## REQUIRED TASK A:
In the press release on The Whipping Man, in which city is the home that Caleb De Leon returns to?
## REQUIRED TASK B:
Copy the press release on The Whipping Man word for word from "The production will" to "as free men.".

## EXCERPT:
>> Start
The Whipping Man
By Matthew Lopez
A riveting story of the birth of American freedom
January 30, 2009; St. Paul, MN: Penumbra Theatre Company, the nation's preeminent African American theatre, proudly announces the opening of The Whipping Man, written by Matthew Lopez, directed by Lou Bellamy, February 19, 2009.
The production will run February 19 - March 8, 2009. Previews on February 17 & 18.
An exciting new playwright, Matthew Lopez, brings to the Penumbra stage a riveting story of violence, passion and hope surrounding the end of the Civil War and the birth of American freedom. In the spring of 1865, Caleb De Leon returns to his father's home in Richmond, Virginia badly wounded. His family gone, the once grand house has been pillaged beyond recognition. Amidst the wreckage are two familiar faces: Simon, the former slave who raised him, and John, the former slave who grew up alongside him. Out from the rubble of the fallen South, Simon, John and Caleb face one another for the first time as free men.
As Lopez invites us to experience the rich complexity of this moment along with Simon, Caleb, and John, he simultaneously illuminates some of the less well known realities during this tumultuous time: the bankrupting of an economic system based on black bodily labor, the fleeing of wealthy slave-owning families in the aftermath of the Civil War, the miscegenation between whites and their black slaves, and the interweaving of Jewish and African American lives and religious beliefs and customs. This last reality is often overshadowed by its Christian corollary, but Jews, though a minority in America, did in fact have a long history in Richmond, and Jewish leaders were vocal on both sides of the slavery debate. As was often the case in Christian slave-owning households, slaves of Jewish masters also took up the practices and beliefs of their owners, infusing them with their own perspectives and symbols, using ritual to ground daily living and provide hope for the future - in this life or the next.
Indeed, as we witness the uneasy reunion of former slaves and former master during three stormy days in 1865, we must ask ourselves who among them is free and who is enslaved? To who and what do each of these characters offer their allegiance? And in the face of their complex reality, how might we understand their humanity, citizenship, rights, liberties, responsibilities, and power?
Starring:
Duane Boutté (John), Joseph Papke (Caleb De Leon), and Bruce A. Young (Simon).
ARTISTS’ BIOS:
LOU BELLAMY
(Director & Producer) is the founder and artistic director of Penumbra
Theatre. He has been a member of the University
of Minnesota's faculty
for 31 years and is currently appointed to the rank of Associate Professor in
the Department of Theatre and Dance. Recent awards include the 2007 OBIE for
Direction and the 2006 McKnight Distinguished Artist Award. His most recent
directing credits include Fences and The Piano Lesson at Penumbra, and A Raisin in the Sun, co-produced with Cleveland and Arizona
Theatre, and staged at Cleveland Play House and Arizona Theatre Company. This production of A Raisin in the Sun will be staged at the Guthrie Theater this
season.
MATTHEW LOPEZ (Playwright)
>> End
## LISTING:
>> Start
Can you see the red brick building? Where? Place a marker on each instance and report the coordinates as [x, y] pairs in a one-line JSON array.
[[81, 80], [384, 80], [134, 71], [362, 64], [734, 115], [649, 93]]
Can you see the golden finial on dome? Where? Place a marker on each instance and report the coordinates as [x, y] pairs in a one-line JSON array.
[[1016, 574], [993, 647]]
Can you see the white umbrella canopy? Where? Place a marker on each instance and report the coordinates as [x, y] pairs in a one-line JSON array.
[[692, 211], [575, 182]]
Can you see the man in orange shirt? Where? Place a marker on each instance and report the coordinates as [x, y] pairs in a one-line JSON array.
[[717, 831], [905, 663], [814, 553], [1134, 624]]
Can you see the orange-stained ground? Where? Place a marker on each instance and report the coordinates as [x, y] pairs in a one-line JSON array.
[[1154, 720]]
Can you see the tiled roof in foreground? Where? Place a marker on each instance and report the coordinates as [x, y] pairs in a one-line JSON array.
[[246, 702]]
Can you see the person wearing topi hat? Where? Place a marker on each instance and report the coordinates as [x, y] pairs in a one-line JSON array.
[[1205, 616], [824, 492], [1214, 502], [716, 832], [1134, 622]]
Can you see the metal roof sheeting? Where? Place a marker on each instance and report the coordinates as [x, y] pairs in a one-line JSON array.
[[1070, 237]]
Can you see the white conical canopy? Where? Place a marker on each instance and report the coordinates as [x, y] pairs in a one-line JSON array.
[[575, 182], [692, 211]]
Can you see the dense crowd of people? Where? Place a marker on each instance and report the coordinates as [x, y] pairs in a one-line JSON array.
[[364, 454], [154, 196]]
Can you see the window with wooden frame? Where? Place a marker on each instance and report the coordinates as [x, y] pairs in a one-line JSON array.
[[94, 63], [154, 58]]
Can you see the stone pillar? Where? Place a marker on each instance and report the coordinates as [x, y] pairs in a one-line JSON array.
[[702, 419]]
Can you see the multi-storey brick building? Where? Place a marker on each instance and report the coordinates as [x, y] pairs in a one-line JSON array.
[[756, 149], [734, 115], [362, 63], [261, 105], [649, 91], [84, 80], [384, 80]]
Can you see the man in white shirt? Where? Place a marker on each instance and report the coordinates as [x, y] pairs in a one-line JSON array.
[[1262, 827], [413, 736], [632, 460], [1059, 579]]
>> End
## RIGHT ANSWER A:
Richmond, Virginia.

## RIGHT ANSWER B:
The production will run February 19 - March 8, 2009. Previews on February 17 & 18.
An exciting new playwright, Matthew Lopez, brings to the Penumbra stage a riveting story of violence, passion and hope surrounding the end of the Civil War and the birth of American freedom. In the spring of 1865, Caleb De Leon returns to his father's home in Richmond, Virginia badly wounded. His family gone, the once grand house has been pillaged beyond recognition. Amidst the wreckage are two familiar faces: Simon, the former slave who raised him, and John, the former slave who grew up alongside him. Out from the rubble of the fallen South, Simon, John and Caleb face one another for the first time as free men.